◆ **DATA SHOWN**
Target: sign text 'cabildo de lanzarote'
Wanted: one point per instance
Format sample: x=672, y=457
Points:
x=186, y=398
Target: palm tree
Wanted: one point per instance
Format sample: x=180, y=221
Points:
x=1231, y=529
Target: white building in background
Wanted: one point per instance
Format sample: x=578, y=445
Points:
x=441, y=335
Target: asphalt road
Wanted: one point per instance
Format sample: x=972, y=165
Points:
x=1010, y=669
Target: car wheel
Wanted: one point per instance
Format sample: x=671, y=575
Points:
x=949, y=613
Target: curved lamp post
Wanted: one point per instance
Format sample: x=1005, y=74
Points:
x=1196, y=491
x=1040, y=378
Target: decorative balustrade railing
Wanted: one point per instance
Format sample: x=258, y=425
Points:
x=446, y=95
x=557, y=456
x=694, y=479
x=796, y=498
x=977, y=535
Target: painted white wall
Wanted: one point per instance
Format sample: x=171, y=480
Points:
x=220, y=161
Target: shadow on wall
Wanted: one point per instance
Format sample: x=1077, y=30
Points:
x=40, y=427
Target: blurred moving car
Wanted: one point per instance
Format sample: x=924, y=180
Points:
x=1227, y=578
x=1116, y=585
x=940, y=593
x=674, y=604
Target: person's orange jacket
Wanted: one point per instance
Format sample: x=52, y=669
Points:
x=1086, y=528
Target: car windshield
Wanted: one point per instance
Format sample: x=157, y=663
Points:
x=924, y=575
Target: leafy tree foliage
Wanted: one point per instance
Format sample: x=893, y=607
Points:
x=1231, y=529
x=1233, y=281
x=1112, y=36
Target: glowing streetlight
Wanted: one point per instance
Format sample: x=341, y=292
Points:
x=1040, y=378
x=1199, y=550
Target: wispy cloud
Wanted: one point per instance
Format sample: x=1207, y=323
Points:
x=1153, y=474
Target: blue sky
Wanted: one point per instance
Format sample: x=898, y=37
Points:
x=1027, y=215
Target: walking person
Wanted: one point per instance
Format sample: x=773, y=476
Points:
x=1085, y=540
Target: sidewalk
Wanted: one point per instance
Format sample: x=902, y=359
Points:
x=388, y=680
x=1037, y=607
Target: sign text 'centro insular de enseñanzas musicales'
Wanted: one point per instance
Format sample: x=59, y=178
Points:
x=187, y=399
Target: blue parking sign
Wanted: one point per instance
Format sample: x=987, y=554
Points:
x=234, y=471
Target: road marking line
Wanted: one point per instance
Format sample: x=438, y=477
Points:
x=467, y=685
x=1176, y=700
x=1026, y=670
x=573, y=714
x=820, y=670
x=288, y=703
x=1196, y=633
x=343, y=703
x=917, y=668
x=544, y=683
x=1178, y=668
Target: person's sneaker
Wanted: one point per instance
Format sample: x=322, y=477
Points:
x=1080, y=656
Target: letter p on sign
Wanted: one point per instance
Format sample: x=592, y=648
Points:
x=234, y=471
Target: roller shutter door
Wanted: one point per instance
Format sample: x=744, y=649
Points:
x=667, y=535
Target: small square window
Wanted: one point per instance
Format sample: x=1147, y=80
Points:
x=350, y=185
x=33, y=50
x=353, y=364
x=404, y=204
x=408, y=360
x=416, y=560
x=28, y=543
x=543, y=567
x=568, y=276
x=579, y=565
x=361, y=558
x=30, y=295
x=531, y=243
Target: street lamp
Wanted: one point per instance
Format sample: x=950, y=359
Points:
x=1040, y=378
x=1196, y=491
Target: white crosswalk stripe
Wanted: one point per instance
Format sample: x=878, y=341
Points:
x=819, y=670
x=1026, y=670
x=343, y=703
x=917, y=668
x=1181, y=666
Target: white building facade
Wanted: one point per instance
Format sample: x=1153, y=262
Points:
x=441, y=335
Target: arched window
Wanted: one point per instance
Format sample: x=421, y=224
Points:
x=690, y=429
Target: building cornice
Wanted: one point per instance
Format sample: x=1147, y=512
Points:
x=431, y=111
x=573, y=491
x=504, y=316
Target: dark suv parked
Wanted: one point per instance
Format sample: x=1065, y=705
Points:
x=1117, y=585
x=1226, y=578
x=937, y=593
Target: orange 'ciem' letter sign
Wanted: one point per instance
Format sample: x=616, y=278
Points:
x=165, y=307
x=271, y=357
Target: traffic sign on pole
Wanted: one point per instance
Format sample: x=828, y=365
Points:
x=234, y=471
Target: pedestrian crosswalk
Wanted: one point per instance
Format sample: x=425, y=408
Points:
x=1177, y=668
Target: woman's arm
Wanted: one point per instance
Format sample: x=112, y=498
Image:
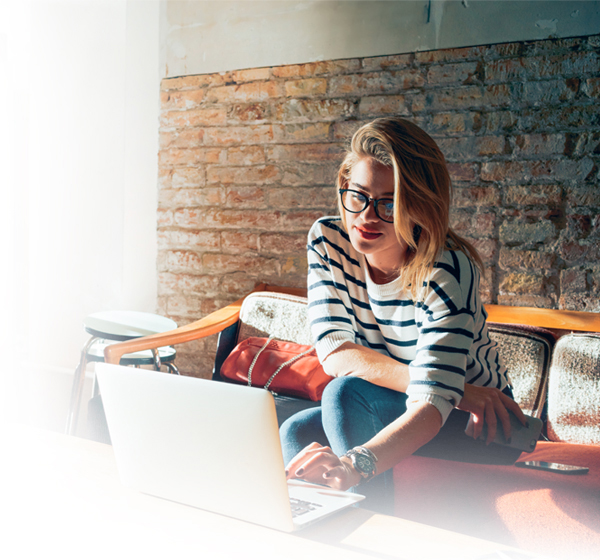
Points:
x=359, y=361
x=400, y=439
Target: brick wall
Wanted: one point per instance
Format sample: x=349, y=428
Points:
x=248, y=158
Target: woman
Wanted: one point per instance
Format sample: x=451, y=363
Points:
x=397, y=320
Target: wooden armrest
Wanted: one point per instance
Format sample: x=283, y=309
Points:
x=209, y=325
x=548, y=318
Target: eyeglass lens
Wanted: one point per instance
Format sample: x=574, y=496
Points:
x=356, y=202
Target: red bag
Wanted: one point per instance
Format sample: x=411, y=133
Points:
x=282, y=367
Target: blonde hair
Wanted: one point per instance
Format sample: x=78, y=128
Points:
x=422, y=191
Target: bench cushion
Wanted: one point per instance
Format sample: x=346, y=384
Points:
x=574, y=390
x=526, y=351
x=282, y=316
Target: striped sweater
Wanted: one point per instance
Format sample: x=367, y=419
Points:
x=443, y=339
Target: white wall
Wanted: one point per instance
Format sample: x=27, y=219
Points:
x=79, y=171
x=213, y=36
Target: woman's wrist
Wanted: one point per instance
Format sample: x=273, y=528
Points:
x=353, y=477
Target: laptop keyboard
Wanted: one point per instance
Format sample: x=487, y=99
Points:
x=299, y=507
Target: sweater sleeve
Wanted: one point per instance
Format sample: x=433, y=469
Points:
x=445, y=321
x=329, y=315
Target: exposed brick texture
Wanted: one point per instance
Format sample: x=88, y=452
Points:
x=248, y=160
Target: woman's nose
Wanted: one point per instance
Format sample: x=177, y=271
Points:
x=369, y=214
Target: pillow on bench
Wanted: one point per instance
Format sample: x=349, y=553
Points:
x=526, y=351
x=574, y=390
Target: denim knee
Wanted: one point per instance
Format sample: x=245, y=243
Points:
x=343, y=389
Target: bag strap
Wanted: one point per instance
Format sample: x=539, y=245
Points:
x=290, y=361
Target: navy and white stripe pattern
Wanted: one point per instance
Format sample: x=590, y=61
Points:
x=443, y=339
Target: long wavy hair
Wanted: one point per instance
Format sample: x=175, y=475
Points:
x=422, y=192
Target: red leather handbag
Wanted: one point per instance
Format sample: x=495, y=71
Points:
x=281, y=367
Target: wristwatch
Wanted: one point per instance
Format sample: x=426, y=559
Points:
x=363, y=461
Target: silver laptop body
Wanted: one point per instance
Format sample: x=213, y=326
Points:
x=206, y=444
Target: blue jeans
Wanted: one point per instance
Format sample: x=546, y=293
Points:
x=353, y=410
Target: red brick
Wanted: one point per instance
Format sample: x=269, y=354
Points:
x=260, y=174
x=246, y=197
x=188, y=306
x=310, y=132
x=282, y=244
x=299, y=221
x=311, y=110
x=527, y=145
x=182, y=99
x=223, y=264
x=456, y=98
x=232, y=219
x=179, y=198
x=310, y=197
x=252, y=91
x=181, y=138
x=346, y=129
x=387, y=62
x=196, y=117
x=251, y=75
x=236, y=242
x=523, y=283
x=220, y=136
x=295, y=266
x=383, y=105
x=564, y=66
x=478, y=225
x=185, y=177
x=306, y=88
x=580, y=302
x=454, y=123
x=572, y=281
x=245, y=155
x=305, y=153
x=592, y=87
x=179, y=261
x=499, y=95
x=527, y=300
x=444, y=74
x=188, y=239
x=178, y=284
x=487, y=249
x=238, y=283
x=526, y=260
x=164, y=218
x=462, y=171
x=447, y=55
x=195, y=81
x=188, y=157
x=303, y=174
x=316, y=68
x=505, y=70
x=375, y=82
x=249, y=112
x=545, y=195
x=498, y=122
x=464, y=197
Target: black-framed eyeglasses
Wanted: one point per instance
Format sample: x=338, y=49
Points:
x=356, y=202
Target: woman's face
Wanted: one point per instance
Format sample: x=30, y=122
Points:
x=370, y=235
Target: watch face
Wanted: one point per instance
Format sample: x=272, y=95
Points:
x=364, y=464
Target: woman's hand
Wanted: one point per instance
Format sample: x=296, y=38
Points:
x=487, y=406
x=320, y=465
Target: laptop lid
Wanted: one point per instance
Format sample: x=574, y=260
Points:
x=203, y=443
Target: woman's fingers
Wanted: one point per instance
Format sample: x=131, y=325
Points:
x=489, y=407
x=312, y=463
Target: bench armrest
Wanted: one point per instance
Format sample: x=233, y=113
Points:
x=209, y=325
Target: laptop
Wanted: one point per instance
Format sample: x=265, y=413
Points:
x=207, y=444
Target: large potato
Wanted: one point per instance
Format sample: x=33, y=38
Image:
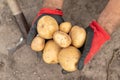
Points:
x=78, y=36
x=38, y=43
x=50, y=52
x=47, y=26
x=68, y=58
x=62, y=39
x=65, y=27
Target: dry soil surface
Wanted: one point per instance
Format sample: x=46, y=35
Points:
x=25, y=64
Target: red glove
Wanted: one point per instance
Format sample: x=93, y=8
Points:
x=96, y=37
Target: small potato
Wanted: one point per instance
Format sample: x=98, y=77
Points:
x=50, y=52
x=62, y=39
x=68, y=58
x=78, y=36
x=38, y=43
x=65, y=27
x=47, y=26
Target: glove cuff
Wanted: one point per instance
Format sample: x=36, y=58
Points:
x=99, y=38
x=50, y=11
x=96, y=27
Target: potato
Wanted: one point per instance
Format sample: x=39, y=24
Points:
x=50, y=52
x=78, y=36
x=47, y=26
x=65, y=27
x=68, y=58
x=38, y=43
x=62, y=39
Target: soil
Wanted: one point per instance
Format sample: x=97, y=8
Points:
x=25, y=64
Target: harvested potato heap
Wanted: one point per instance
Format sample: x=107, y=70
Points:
x=62, y=43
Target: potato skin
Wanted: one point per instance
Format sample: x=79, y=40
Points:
x=38, y=44
x=78, y=36
x=68, y=58
x=62, y=39
x=65, y=27
x=50, y=52
x=47, y=26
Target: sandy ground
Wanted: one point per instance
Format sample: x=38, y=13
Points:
x=24, y=64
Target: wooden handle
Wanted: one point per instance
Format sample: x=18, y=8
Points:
x=19, y=17
x=15, y=8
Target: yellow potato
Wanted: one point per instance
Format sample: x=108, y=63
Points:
x=62, y=39
x=47, y=26
x=50, y=52
x=68, y=58
x=78, y=36
x=38, y=43
x=65, y=27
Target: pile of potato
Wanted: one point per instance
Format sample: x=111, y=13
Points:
x=62, y=43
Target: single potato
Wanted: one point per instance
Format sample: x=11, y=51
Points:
x=50, y=52
x=78, y=36
x=62, y=39
x=38, y=44
x=68, y=58
x=47, y=26
x=65, y=27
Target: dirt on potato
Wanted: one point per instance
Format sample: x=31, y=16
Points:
x=25, y=64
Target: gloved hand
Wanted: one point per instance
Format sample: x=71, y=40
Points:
x=56, y=14
x=96, y=37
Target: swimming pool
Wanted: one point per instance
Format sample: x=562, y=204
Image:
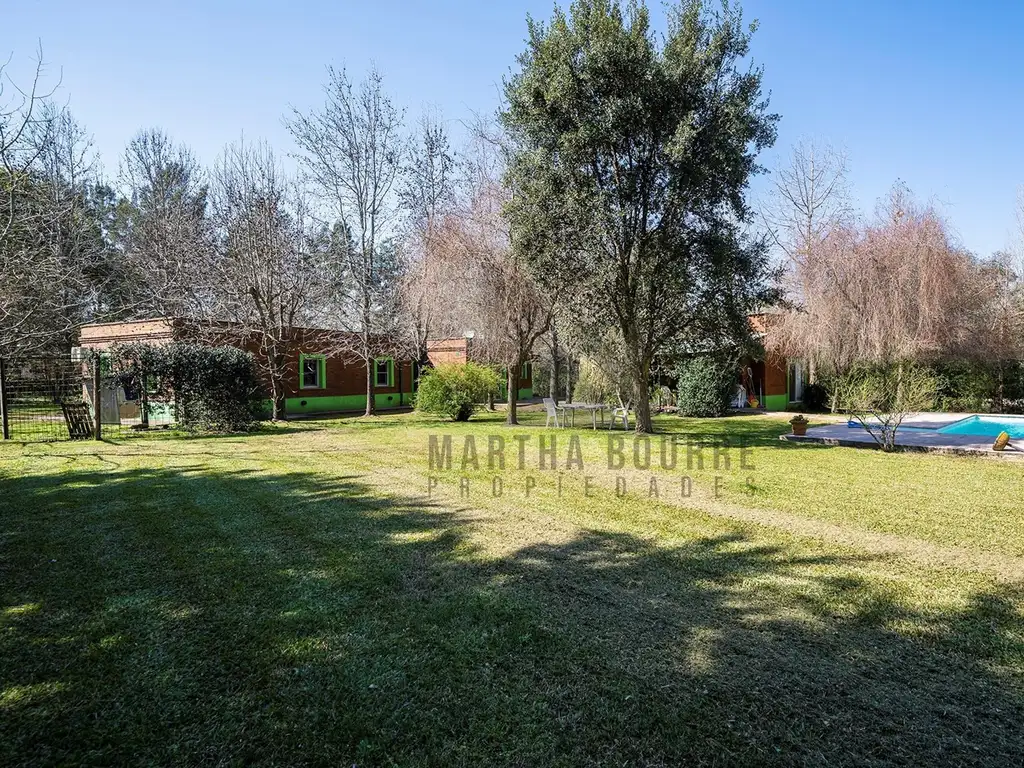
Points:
x=986, y=426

◆ **WORK TO BE COMPLETED**
Starting at the line that contains "Target: sandy ground", retype each line through the final one in the listing, with both ends kept and the pictures omitted.

◆ **REPLY TO THE TASK**
Target: sandy ground
Wanted: one point per instance
Format sample: x=38, y=13
Points:
x=24, y=64
Target: wooden handle
Wanted: one point per instance
Format sample: x=18, y=8
Points:
x=19, y=17
x=15, y=8
Target: yellow potato
Wanted: one point per instance
Format sample: x=108, y=63
Points:
x=62, y=39
x=47, y=26
x=50, y=52
x=68, y=58
x=78, y=36
x=38, y=43
x=65, y=27
Target: pile of potato
Wanted: one point per instance
Format sample: x=111, y=13
Points:
x=62, y=43
Target: single potato
Wanted: one point per instance
Format sample: x=11, y=51
Points:
x=50, y=52
x=78, y=36
x=62, y=39
x=38, y=44
x=68, y=58
x=47, y=26
x=65, y=27
Target: dirt on potato
Wanted: one point per instance
Format sample: x=31, y=16
Points:
x=25, y=64
Target: gloved hand
Wanted: one point per instance
Format sample: x=71, y=40
Points:
x=56, y=14
x=96, y=37
Target: swimming pool
Wanted: one point per instance
Format sample: x=562, y=204
Image:
Points:
x=986, y=426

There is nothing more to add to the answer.